- _Description of the task_
According to the post on the Cell processor, how much local memory does each SPE have?

- _Document_
The Parallelized Elephants In The Room

I think it’s time to face up to the fact that this whole parallelization fad is probably not going to go away. There was a recent thread of ffmpeg-devel regarding the possibility of ‘porting’ FFmpeg to something called the Nvidia Tesla. This discussion rekindled a dormant interest I have regarding what optimization possibilities could be in store for the Cell processor on board the Sony PlayStation 3, and whether there should be effort directed toward making FFmpeg capable of using such features.

SPE Element SPE Element
SPE Element PPE Element PPE Element SPE Element
SPE Element SPE Element

I finally took some time to read through many of the basic and advanced tutorials on offer and finally have a feel for what the system is set up to do. Unfortunately, it’s not always clear what these parallel architectures are capable of, a situation only exacerbated by vague, impenetrable marketing materials. Too many people confuse the Cell architecture with a homogenous multiprocessor environment, as is common today, which is simply not the case. In order to take advantage of the machine’s full power, an app has to be written with a special awareness of the fact that the Cell has a primary core (PPE) and 6 little helper coprocessors (SPEs), as is half-heartedly illustrated above. The PPE is a dual-threaded general-purpose CPU (64-bit PowerPC) and can do anything. Meanwhile, each SPE is essentially another 64-bit PPC that has its own pool of 256 kilobytes of memory (LS) and a special memory controller (MFC) that coordinates contact with the outside world. To take advantage of the SPEs, the PPE has to load programs into their memory space and tell them to execute the code. The Cell also features DMA facilities to efficiently shuttle data between main memory and the SPEs’ local memory, and there are mailbox facilities and interrupts to facilitate communication between the PPE and the SPEs.

I don’t know about a general parallelized architecture for FFmpeg that would take advantage of multiple architectures like Cell and Tesla (because I still can’t figure out how Tesla is supposed to work). However, in a media playback application, it might be possible to assign one SPE the task of decoding perceptual audio. Another SPE might be performing inverse transform operations for a video codec, while another SPE does postprocessing and yet another handles YUV -> RGB conversion. On the opposite end, it seems reasonable that SPEs could be put to work at tasks like motion estimation for video encoding.

Would this qualify as a Google Summer of Code project for FFmpeg? There is precedent for this– see “Development assistant for the ‘Ghost’ audio codec” which was essentially a lab rat for Monty’s (of Vorbis fame) newer audio coding ideas. Fortunately, a prospective student would not require a PS3 for this project; just a Linux machine. For it seems that IBM has a freely downloadable tool called the Cell Simulation Environment. I’m still working on getting the program running (it’s distributed as an RPM and is most happy on a Red Hat system).

- _Data excerpts_
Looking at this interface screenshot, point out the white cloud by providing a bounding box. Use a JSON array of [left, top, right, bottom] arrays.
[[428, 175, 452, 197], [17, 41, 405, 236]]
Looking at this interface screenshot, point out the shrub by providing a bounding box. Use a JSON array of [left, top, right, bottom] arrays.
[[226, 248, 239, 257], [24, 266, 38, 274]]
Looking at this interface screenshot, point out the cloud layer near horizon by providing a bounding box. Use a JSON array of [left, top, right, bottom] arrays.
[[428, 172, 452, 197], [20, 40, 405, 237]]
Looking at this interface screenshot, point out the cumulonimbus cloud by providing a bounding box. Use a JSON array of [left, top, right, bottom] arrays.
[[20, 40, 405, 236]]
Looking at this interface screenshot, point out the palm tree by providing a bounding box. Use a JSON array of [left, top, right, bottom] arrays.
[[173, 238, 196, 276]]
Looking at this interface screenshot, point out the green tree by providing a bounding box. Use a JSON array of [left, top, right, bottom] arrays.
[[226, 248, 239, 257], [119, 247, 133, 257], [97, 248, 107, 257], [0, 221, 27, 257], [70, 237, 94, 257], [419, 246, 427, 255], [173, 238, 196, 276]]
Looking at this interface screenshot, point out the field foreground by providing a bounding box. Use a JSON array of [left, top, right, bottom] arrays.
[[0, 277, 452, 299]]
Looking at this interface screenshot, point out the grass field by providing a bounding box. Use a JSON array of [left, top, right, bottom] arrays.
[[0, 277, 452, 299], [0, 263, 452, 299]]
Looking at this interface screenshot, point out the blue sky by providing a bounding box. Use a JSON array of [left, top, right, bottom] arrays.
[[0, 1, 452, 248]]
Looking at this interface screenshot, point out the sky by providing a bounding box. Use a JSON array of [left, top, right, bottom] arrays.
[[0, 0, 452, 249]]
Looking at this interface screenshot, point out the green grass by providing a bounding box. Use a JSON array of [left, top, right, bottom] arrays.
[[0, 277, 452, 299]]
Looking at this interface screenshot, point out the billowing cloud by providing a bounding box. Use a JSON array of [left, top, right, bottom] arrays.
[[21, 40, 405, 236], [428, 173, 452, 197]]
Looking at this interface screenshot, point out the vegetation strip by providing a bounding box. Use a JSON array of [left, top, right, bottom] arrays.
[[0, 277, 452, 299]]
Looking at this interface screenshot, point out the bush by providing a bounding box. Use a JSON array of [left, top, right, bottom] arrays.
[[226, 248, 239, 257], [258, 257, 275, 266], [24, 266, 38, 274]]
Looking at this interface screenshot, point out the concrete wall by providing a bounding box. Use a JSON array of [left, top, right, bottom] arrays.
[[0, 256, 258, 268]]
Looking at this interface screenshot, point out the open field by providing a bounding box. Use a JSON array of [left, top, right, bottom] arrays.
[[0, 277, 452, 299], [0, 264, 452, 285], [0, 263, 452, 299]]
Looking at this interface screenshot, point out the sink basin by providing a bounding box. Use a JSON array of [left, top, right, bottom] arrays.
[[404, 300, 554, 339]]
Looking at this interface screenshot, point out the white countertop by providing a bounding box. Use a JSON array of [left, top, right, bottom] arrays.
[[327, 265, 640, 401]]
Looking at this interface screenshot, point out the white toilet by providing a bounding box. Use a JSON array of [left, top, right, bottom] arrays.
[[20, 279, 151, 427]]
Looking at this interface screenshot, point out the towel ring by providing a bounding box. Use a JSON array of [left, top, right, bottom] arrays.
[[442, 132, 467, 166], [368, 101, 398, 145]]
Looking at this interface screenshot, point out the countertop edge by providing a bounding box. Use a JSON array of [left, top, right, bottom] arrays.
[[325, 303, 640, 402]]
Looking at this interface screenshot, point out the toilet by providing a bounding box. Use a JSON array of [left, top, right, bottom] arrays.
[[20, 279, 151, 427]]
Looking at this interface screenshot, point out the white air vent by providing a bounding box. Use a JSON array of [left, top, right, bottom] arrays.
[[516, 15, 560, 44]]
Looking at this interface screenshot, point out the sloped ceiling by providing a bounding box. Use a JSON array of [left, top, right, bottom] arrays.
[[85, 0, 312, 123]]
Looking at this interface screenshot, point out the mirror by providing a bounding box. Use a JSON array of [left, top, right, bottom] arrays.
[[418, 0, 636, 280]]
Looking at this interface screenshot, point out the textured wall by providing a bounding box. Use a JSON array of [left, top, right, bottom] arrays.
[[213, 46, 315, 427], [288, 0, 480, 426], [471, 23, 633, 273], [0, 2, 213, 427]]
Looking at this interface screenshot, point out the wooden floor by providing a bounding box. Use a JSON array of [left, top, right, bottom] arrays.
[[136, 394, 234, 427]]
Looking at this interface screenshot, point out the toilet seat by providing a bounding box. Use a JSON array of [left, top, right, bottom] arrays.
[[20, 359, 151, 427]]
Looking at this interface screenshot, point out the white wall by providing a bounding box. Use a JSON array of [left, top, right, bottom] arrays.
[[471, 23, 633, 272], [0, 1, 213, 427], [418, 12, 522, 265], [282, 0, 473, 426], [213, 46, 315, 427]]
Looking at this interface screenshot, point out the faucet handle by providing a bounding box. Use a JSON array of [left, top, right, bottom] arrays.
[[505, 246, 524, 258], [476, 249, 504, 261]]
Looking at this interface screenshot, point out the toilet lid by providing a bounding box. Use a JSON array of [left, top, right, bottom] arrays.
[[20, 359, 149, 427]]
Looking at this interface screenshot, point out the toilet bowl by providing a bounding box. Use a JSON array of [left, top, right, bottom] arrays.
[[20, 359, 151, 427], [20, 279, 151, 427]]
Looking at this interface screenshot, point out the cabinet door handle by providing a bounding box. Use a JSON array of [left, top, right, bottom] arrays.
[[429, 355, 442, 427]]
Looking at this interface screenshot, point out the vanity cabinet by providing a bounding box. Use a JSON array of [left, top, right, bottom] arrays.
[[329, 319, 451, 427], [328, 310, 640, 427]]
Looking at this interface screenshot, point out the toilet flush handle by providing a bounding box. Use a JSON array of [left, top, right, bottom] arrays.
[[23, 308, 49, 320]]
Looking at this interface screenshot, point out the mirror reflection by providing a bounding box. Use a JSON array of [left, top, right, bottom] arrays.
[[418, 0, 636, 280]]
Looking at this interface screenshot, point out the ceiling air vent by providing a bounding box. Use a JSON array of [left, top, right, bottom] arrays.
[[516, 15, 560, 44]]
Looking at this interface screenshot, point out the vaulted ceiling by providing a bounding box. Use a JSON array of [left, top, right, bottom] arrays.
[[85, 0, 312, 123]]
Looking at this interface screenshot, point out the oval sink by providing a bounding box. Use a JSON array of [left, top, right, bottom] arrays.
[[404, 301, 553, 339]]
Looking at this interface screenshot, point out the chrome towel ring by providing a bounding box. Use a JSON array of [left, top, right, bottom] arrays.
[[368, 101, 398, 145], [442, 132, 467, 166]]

- _Completed exercise_
256 kilobytes